Pull out every line of the data below that contains the word "pink".
-------- Given records --------
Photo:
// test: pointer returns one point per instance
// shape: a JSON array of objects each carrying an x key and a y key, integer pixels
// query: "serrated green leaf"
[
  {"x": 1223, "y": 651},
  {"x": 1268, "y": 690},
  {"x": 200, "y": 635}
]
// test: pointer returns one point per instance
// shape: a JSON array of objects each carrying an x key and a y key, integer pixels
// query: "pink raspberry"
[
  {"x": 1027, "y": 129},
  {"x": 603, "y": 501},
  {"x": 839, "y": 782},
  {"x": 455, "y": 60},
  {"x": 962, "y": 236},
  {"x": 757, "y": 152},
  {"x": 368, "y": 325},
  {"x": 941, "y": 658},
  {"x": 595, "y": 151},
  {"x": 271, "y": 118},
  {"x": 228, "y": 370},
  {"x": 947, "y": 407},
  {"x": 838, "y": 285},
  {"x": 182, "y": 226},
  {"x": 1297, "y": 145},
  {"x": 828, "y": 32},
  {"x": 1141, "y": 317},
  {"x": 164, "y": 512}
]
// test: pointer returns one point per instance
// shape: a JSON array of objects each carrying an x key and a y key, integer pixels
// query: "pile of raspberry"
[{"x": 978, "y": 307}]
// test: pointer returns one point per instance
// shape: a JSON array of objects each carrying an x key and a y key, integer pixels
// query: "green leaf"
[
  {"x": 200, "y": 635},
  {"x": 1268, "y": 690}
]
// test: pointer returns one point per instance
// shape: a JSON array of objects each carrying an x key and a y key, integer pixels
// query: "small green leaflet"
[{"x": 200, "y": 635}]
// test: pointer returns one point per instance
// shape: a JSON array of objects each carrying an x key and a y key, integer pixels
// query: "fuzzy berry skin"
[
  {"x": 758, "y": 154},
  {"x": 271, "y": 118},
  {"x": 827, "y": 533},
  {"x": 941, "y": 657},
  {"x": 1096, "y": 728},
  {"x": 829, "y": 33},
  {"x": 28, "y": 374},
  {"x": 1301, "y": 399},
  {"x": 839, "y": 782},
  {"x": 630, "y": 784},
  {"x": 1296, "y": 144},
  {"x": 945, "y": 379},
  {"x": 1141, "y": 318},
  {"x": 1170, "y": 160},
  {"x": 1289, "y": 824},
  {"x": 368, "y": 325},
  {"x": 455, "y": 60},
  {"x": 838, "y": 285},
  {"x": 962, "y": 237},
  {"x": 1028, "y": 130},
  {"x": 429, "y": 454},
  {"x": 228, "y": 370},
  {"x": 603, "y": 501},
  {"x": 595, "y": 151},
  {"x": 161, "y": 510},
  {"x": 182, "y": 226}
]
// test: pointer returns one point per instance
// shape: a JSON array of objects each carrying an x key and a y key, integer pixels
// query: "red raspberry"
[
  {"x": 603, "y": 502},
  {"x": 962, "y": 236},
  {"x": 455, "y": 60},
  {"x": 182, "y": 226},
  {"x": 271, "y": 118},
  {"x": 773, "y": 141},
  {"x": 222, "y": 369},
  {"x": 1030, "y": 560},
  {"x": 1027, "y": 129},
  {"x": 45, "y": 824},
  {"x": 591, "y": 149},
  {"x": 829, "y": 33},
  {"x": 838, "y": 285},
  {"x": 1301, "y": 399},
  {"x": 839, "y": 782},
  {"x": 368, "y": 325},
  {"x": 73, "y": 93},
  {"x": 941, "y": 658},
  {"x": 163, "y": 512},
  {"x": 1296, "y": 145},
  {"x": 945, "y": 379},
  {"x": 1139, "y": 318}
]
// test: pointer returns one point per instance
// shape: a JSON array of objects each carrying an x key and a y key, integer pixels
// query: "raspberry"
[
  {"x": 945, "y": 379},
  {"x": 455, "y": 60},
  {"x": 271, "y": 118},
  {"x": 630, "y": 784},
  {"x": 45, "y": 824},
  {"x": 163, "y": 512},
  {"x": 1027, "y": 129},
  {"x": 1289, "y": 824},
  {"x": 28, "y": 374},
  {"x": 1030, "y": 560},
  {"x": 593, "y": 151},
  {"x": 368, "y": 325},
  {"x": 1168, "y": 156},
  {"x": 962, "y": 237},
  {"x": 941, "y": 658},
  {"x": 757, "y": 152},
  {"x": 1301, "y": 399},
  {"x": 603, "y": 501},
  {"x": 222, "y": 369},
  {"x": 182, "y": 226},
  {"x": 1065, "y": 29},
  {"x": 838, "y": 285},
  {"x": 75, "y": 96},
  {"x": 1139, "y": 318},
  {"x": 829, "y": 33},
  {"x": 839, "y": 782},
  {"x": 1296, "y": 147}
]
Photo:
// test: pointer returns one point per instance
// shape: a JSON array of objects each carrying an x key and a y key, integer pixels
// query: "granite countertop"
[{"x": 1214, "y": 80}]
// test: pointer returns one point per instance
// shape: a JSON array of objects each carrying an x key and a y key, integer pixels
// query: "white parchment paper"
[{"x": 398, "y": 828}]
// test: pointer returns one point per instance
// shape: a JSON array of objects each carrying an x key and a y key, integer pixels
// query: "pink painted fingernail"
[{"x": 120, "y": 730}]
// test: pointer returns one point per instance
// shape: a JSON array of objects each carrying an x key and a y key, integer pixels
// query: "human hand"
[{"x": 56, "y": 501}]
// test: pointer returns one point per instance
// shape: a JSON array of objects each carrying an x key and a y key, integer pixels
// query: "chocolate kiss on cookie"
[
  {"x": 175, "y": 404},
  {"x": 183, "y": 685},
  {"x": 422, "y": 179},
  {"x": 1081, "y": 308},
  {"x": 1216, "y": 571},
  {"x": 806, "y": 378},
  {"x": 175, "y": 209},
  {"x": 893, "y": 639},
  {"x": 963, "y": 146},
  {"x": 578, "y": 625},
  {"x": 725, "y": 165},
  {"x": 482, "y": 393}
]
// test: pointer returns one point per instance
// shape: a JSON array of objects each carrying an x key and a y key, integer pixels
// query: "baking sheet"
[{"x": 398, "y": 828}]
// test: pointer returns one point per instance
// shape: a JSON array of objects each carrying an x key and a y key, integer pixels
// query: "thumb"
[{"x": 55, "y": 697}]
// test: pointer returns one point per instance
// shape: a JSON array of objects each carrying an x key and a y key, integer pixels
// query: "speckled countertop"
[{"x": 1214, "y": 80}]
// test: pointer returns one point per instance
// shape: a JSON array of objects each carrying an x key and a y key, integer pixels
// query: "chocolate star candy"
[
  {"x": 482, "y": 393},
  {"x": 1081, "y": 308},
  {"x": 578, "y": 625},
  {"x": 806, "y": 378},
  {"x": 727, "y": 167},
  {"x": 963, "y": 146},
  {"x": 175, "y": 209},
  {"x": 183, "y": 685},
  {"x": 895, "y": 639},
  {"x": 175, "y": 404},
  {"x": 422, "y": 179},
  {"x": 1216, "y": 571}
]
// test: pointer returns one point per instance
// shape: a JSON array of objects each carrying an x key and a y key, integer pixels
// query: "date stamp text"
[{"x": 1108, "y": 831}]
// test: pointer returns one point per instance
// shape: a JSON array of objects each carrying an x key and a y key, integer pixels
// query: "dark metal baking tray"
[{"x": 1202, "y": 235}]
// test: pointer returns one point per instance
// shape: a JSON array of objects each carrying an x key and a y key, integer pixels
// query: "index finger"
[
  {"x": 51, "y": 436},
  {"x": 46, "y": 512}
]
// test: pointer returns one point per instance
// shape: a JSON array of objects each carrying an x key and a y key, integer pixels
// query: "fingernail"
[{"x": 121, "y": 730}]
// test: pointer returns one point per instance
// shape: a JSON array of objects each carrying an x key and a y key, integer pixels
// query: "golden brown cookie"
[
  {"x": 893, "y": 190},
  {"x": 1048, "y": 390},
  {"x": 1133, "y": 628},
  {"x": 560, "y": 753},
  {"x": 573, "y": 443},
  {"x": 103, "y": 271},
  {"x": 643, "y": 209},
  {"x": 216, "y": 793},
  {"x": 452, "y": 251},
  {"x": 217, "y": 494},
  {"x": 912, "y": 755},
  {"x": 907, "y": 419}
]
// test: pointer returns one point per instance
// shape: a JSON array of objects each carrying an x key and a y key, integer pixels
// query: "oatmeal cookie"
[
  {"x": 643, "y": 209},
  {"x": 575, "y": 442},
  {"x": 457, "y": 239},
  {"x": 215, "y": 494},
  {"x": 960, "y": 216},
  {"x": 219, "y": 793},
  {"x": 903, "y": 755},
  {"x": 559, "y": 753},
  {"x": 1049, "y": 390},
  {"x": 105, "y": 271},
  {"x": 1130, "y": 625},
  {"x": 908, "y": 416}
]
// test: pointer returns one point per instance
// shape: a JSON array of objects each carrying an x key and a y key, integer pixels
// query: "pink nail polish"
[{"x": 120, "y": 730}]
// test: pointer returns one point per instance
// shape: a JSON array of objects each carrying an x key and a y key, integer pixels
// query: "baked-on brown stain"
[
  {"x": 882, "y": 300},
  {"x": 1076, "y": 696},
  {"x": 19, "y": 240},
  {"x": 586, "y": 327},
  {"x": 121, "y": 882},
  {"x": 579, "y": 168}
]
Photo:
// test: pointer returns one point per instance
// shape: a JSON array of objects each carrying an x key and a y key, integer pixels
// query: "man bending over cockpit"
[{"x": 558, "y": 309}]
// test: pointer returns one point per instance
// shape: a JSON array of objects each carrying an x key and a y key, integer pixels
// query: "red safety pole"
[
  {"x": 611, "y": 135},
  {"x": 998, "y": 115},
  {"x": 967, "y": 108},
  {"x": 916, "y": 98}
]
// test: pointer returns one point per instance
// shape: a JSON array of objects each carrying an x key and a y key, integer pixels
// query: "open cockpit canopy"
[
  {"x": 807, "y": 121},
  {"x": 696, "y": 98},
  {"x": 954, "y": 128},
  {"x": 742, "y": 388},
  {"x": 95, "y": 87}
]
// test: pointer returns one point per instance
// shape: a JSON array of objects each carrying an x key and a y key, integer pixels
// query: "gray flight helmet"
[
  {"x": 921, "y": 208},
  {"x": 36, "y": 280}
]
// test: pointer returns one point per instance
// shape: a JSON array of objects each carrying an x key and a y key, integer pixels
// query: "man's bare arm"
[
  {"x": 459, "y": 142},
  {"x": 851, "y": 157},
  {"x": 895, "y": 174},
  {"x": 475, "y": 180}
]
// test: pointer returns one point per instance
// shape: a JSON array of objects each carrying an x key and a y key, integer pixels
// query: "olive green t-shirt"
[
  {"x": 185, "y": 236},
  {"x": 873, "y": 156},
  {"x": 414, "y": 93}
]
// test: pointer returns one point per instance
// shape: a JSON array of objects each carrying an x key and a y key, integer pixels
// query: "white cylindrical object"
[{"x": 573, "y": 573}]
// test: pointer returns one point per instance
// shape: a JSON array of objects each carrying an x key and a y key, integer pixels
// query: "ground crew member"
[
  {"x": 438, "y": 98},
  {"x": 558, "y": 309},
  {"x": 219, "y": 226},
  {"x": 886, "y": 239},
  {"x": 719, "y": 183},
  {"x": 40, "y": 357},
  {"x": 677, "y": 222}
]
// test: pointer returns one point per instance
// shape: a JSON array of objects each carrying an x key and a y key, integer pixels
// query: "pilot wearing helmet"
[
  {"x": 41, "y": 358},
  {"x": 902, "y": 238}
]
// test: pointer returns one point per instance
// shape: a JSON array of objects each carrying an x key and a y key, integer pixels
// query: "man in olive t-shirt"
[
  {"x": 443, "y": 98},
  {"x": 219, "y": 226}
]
--------
## [Answer to this problem]
// query: "pink raspberry"
// query: "pink painted fingernail"
// query: "pink nail polish"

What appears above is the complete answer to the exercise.